◆ **TASK REQUIREMENTS**: Omit every picture while repeating the entries exactly.
** PROVIDED RECORDS follows **
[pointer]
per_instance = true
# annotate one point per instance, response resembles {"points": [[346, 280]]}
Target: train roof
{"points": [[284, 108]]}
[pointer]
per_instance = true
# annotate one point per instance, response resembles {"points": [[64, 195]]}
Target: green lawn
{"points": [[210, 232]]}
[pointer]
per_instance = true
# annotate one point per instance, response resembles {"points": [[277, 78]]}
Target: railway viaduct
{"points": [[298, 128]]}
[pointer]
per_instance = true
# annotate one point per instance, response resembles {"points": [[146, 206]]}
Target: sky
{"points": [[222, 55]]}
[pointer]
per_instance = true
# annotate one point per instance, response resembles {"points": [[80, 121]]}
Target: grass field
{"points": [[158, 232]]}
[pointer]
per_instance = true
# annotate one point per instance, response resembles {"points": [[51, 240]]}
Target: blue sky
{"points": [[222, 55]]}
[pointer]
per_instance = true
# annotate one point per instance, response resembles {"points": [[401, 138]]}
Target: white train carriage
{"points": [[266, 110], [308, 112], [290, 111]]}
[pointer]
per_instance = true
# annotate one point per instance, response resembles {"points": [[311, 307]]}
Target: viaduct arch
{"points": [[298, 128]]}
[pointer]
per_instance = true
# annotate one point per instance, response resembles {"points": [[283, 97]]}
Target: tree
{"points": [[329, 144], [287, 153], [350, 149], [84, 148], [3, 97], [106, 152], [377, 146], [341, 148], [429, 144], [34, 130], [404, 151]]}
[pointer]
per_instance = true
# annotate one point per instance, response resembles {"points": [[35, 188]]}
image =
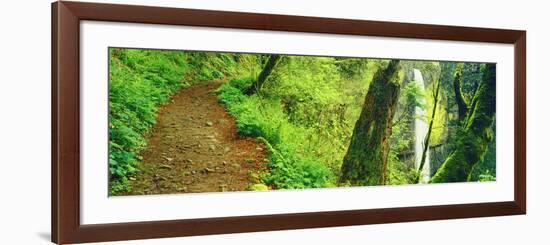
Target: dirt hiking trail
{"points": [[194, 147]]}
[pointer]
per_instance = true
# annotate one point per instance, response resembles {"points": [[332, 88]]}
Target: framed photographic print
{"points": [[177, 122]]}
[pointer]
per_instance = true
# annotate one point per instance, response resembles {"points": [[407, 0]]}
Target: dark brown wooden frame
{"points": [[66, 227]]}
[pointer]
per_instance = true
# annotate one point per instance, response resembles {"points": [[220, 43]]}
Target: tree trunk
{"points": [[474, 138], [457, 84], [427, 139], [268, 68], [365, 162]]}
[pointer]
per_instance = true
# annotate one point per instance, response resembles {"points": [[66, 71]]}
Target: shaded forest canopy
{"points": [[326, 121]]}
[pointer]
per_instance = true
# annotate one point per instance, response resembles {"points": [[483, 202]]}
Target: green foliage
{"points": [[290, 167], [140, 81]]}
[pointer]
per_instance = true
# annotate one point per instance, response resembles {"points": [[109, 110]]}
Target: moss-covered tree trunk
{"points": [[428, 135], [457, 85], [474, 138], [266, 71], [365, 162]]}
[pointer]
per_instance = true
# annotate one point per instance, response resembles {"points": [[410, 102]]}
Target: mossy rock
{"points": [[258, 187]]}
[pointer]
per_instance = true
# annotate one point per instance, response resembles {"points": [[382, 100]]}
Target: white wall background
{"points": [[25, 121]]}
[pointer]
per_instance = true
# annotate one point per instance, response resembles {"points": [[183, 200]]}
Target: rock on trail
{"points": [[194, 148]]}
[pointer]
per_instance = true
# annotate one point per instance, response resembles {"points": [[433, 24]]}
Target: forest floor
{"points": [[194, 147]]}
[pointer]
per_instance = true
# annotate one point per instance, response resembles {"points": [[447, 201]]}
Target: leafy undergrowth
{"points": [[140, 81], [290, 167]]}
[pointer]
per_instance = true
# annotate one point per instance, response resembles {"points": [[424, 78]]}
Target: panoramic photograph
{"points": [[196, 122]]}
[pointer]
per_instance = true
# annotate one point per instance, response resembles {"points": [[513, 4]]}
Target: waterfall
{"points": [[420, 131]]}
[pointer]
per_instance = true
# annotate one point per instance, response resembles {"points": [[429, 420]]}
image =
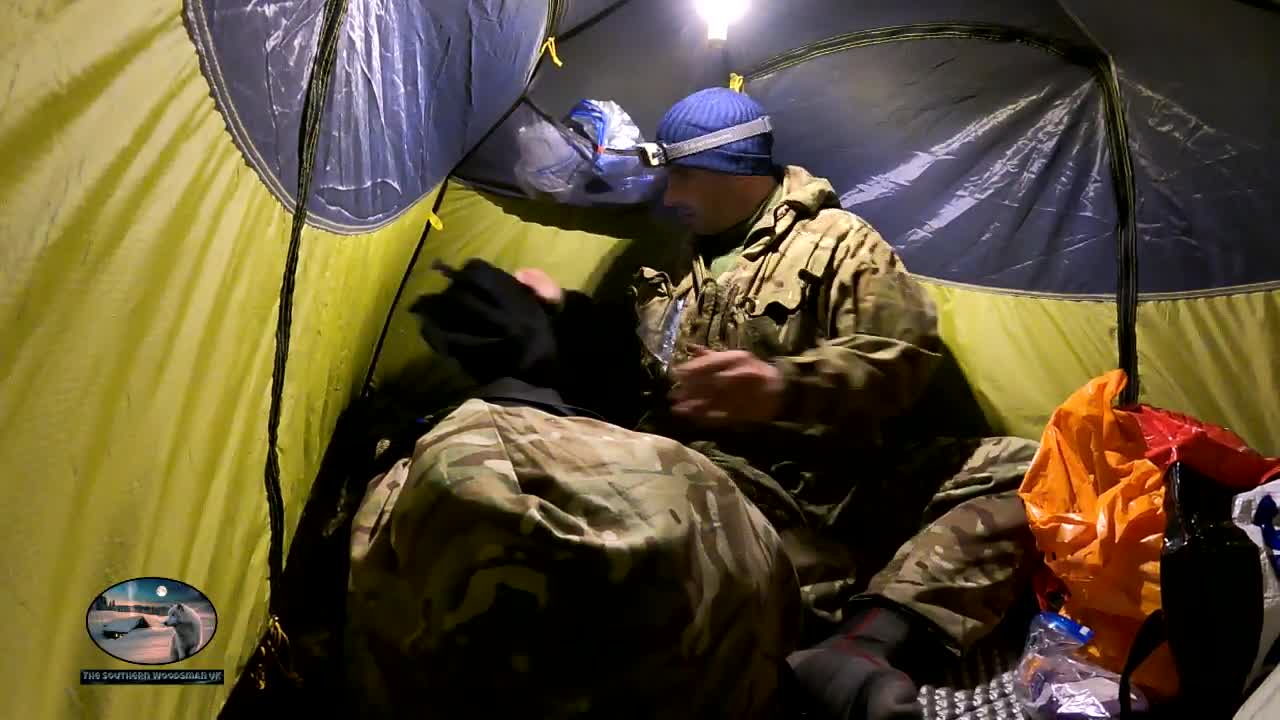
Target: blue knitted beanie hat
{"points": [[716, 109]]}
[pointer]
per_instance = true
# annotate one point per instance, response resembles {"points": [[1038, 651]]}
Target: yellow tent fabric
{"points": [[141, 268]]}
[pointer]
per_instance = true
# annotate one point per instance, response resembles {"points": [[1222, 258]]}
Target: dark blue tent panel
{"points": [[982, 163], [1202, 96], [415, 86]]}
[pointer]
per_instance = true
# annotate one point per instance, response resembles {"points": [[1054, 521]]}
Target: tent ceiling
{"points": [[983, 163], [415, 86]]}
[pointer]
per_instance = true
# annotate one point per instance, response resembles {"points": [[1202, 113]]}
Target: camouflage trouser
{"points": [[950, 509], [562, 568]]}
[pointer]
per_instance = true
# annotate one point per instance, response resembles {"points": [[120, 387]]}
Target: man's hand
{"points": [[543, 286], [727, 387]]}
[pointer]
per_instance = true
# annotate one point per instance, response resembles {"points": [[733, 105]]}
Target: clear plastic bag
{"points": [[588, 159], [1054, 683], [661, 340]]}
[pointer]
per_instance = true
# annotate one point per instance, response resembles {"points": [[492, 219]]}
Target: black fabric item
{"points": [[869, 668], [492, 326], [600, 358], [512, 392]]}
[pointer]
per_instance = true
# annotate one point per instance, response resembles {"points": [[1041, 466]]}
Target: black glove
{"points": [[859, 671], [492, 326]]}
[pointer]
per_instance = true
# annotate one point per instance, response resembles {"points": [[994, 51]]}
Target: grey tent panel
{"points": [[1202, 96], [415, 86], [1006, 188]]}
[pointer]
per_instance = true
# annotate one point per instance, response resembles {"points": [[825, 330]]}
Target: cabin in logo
** End of PROVIDED RECORDS **
◆ **RESPONSE AREA**:
[pointer]
per_instance = true
# annotate one point per instance, response resembles {"points": [[346, 280]]}
Target: train roof
{"points": [[284, 108]]}
[pointer]
per_instance = true
# annotate one point per instance, response resembles {"points": [[64, 195]]}
Target: green lawn
{"points": [[210, 232]]}
[pointer]
per_instance = true
# annotate one point per instance, response resembles {"points": [[277, 78]]}
Target: railway viaduct
{"points": [[298, 128]]}
[pointer]
per_instance = true
# annotate one point per instance, response resembles {"points": [[146, 206]]}
Target: sky
{"points": [[222, 55]]}
[pointer]
per_instance = true
# annotate one point per instance, response resembles {"points": [[80, 121]]}
Target: grass field
{"points": [[158, 232]]}
[pointer]
per_instance = true
# annotate one point per instance, response resembles {"points": [[51, 240]]}
Target: blue sky
{"points": [[222, 55]]}
[pointer]
per_instance = true
# annotate one point per instance, response resembles {"points": [[401, 138]]}
Target: white train carriage
{"points": [[266, 110], [308, 112], [290, 111]]}
[pointer]
per_instance = true
# annotate one point per instance, response resembles {"points": [[311, 307]]}
Target: viaduct arch
{"points": [[298, 128]]}
[pointer]
per_instance = true
# annotate one point per instance, response resembles {"points": [[283, 97]]}
Target: tree
{"points": [[329, 144], [287, 153], [350, 149], [84, 148], [3, 97], [106, 152], [377, 146], [341, 148], [429, 144], [34, 130], [404, 151]]}
[pointer]
per_instance = true
# annotate one point per instance, response resembles {"points": [[35, 188]]}
image =
Target: dirt hiking trail
{"points": [[194, 147]]}
[pointer]
per_instance = true
# annotate one point per instance, response resembles {"points": [[332, 88]]}
Target: framed photographic print
{"points": [[177, 122]]}
[pointer]
per_instance = true
# annotate one point per instance, response resembles {"points": [[407, 0]]}
Target: dark brown wooden frame
{"points": [[66, 227]]}
[pointer]
per_instance = true
# annotate one point per instance, response resembles {"points": [[220, 43]]}
Target: tree trunk
{"points": [[474, 138], [457, 84], [427, 139], [268, 68], [365, 162]]}
[pointer]
per_instance = true
# annotate one point per instance, response resembles {"points": [[66, 71]]}
Target: shaded forest canopy
{"points": [[326, 121]]}
[pointer]
per_instance = true
# annotate one point per instance, response resembles {"points": [[483, 202]]}
Target: green foliage
{"points": [[290, 167], [140, 81]]}
[pointer]
per_instance = true
# annotate one point per instance, response resembles {"points": [[109, 110]]}
Target: moss-covered tree trunk
{"points": [[428, 135], [457, 85], [474, 138], [266, 71], [365, 162]]}
[pointer]
per_instance = true
# annotate one point per instance, response resembles {"points": [[410, 102]]}
Target: mossy rock
{"points": [[258, 187]]}
[pointer]
per_instance = true
# annotate one point per instance, response resembles {"points": [[382, 100]]}
Target: white wall background
{"points": [[25, 121]]}
[pointer]
per_instance = true
# annotate one point per instance, response resembles {"points": [[183, 200]]}
Target: rock on trail
{"points": [[194, 148]]}
[pointer]
per_instance = true
# annotate one point per instance, response resembles {"points": [[433, 24]]}
Target: forest floor
{"points": [[194, 147]]}
[pointer]
per_instance = true
# annotate one point per instance, response resembles {"points": [[447, 201]]}
Target: leafy undergrowth
{"points": [[140, 81], [290, 167]]}
[pointer]
per_instance = true
# annotate one point per instance, response resembles {"points": [[424, 78]]}
Target: panoramic photograph
{"points": [[196, 122]]}
[pointer]
per_instance = true
# annotate one point per instance, response resembles {"points": [[513, 4]]}
Target: waterfall
{"points": [[420, 131]]}
[pointer]
per_instance = true
# annotate one point per instance, response resembles {"points": [[429, 420]]}
image =
Target: blue knitted beanie hat
{"points": [[716, 109]]}
[pointer]
per_instance = true
# annotate one point per instance, response resembles {"points": [[1038, 651]]}
Target: yellow tent fabric
{"points": [[141, 268]]}
[pointer]
per_instance = true
# annotate one point per instance, response resembles {"points": [[1222, 258]]}
Target: dark blue tent panel
{"points": [[982, 163], [1202, 96], [415, 86]]}
[pointer]
per_instance = true
# annotate one point per instance, response resembles {"points": [[1054, 521]]}
Target: tent ceiling
{"points": [[983, 163], [415, 86]]}
[pointer]
per_instance = true
# annotate one point per instance, response resembles {"points": [[1202, 113]]}
Target: camouflage trouser
{"points": [[950, 509], [562, 568]]}
[pointer]
per_instance = true
# annotate one point per instance, response resembles {"points": [[120, 387]]}
Target: man's hand
{"points": [[543, 286], [727, 387]]}
[pointer]
per_instance = true
# annotate one point per instance, response resembles {"points": [[733, 105]]}
Target: clear plastic bag
{"points": [[588, 159], [1054, 683], [661, 340]]}
[pointer]
per_instance = true
# annotate one point per instance, response resembles {"points": [[492, 219]]}
Target: black fabric item
{"points": [[869, 668], [492, 326], [600, 358], [512, 392]]}
[pointer]
per_instance = true
# annotate one point per instance, response resembles {"points": [[1041, 466]]}
Target: black glove
{"points": [[859, 671], [492, 326]]}
[pointer]
per_instance = true
# annotate one point per instance, response resembles {"points": [[994, 51]]}
Target: grey tent panel
{"points": [[1202, 96], [415, 86], [1006, 188]]}
[pointer]
per_instance = true
# annotate one point per instance, response resembles {"points": [[825, 330]]}
Target: cabin in logo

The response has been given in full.